■ **GIVEN INSTRUCTION**:
Revise the records from the line containing "I'd like to know the position of the sun" through the end of the records, inclusive, replacing "bounding box" with "rectangle" and leaving everything else unchanged. Return only those lines, and leave the pictures out.

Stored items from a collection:

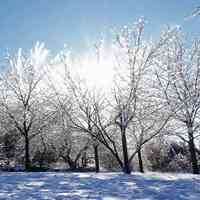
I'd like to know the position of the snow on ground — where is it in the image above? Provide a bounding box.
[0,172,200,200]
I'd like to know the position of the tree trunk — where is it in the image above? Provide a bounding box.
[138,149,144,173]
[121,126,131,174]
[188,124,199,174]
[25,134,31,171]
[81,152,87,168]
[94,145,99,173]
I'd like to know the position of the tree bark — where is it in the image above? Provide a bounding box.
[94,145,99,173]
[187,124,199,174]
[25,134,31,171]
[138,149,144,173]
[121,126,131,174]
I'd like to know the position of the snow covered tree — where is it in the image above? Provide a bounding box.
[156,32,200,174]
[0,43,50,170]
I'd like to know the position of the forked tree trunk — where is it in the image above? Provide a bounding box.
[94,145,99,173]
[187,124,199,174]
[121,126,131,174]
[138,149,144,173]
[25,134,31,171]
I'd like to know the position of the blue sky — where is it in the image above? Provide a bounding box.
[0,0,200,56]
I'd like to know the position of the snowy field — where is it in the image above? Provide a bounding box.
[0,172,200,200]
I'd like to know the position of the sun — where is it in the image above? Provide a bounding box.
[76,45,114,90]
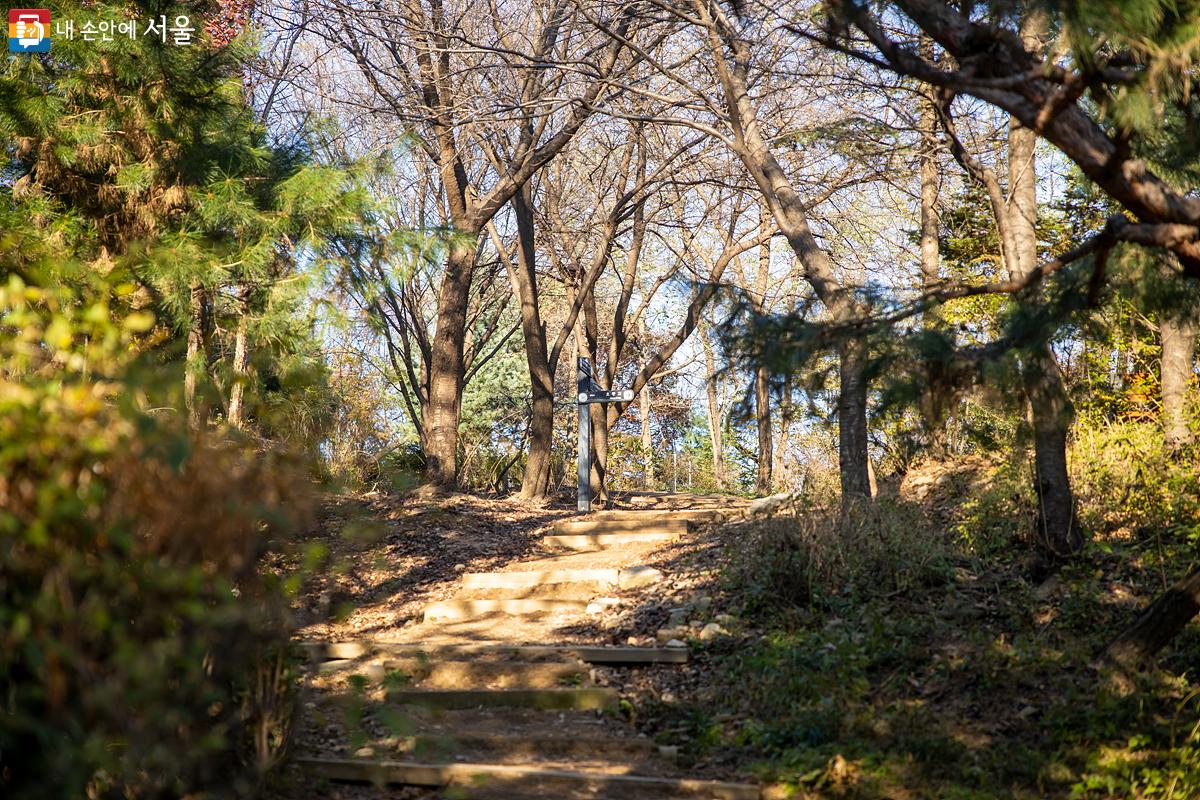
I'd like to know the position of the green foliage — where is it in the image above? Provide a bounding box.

■ **THE SOLUTION**:
I'd like to know the position of the sun — where is it in the image above? Provide a rectangle.
[76,45,114,90]
I'd like to know the position of the green foliage — where is it in the image above? Provide a rectangle.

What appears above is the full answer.